- Goal
Find every line in the material below that contains the string "item", and copy each of those lines out in full.

━━━━━━━━━━━━━━━━

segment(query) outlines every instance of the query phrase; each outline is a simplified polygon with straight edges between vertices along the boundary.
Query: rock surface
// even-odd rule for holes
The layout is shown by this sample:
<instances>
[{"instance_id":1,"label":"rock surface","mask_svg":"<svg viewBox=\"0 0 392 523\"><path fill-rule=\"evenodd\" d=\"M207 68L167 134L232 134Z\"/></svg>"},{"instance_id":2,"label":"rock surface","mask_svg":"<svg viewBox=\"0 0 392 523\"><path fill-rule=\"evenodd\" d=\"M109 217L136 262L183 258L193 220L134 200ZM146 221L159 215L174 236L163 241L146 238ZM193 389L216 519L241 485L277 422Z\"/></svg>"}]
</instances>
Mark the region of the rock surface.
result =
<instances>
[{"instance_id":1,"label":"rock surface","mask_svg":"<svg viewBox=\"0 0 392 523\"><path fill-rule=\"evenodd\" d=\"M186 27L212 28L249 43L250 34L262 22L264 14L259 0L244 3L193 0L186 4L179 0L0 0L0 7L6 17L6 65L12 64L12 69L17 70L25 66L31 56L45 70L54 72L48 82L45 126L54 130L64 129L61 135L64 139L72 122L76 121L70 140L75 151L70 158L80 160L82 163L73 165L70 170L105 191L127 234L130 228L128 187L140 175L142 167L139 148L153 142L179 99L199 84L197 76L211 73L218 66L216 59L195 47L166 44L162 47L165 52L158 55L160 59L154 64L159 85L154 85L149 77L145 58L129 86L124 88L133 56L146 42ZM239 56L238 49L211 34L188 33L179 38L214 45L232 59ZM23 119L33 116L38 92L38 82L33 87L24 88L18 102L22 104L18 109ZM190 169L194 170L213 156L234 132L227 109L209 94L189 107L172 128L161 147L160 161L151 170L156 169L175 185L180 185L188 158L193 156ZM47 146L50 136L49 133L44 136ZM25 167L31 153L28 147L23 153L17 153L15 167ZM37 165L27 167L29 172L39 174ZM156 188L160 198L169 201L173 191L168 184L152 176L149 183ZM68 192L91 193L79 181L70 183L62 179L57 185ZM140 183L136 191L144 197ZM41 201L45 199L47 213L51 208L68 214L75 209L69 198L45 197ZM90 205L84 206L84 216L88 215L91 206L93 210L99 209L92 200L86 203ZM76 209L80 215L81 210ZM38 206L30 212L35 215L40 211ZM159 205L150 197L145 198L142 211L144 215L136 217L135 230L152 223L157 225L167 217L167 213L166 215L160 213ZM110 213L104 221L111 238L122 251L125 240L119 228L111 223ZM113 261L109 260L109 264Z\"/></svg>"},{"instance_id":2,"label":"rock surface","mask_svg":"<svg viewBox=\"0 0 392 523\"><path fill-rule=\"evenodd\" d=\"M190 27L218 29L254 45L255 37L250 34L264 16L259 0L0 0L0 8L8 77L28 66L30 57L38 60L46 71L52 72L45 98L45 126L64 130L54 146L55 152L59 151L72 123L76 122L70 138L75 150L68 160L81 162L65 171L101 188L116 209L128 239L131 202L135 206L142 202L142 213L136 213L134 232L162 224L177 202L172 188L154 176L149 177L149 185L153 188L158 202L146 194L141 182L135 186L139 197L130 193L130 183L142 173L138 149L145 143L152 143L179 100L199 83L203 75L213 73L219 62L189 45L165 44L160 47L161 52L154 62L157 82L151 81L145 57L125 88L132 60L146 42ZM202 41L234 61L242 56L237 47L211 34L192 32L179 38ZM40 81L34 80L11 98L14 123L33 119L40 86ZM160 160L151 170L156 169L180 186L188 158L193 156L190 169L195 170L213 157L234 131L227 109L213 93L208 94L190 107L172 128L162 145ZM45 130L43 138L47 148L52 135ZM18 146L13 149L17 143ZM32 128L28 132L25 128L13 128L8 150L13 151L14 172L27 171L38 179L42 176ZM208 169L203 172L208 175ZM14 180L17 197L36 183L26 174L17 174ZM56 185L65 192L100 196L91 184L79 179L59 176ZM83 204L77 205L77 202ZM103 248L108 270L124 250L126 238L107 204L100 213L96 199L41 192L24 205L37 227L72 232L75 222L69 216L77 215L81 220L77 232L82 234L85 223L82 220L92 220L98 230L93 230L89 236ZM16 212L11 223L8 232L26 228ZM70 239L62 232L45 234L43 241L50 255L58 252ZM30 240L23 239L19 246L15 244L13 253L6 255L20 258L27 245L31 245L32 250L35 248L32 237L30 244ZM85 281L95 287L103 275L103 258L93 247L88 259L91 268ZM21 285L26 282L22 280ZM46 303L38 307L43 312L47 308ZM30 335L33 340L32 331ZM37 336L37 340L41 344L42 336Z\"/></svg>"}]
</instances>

━━━━━━━━━━━━━━━━

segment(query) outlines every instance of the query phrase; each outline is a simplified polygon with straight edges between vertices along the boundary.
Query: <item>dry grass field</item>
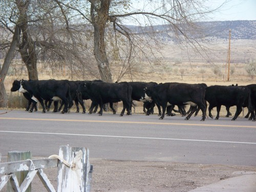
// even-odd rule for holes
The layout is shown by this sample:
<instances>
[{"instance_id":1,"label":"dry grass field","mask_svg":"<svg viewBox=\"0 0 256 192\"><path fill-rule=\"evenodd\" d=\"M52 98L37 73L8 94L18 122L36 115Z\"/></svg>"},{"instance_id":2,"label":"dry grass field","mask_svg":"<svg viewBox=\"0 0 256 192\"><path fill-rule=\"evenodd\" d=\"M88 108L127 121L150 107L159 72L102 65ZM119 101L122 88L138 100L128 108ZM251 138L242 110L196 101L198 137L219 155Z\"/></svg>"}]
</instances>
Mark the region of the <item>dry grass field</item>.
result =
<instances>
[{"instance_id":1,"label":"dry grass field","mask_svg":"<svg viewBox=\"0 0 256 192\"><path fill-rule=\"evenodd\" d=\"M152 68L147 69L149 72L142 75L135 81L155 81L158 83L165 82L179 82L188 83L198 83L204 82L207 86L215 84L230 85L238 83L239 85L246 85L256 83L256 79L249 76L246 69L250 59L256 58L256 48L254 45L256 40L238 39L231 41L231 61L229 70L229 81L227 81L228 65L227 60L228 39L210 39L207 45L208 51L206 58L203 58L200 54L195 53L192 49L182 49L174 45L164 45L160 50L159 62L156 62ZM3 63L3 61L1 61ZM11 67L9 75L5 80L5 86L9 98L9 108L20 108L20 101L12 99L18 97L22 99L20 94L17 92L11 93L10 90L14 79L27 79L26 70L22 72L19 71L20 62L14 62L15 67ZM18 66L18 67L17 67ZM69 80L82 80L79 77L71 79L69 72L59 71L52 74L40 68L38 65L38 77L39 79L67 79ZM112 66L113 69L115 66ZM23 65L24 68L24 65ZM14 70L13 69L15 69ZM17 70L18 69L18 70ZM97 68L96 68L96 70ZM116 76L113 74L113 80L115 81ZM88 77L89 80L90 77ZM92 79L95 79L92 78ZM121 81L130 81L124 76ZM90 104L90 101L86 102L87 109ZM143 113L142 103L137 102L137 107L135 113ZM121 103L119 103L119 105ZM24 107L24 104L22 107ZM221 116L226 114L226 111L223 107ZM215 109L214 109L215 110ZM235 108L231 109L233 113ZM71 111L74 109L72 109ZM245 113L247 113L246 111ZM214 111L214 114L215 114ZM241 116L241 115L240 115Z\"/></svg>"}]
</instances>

━━━━━━━━━━━━━━━━

- Solution to the exercise
Query: <item>dry grass field</item>
Mark the region of the <item>dry grass field</item>.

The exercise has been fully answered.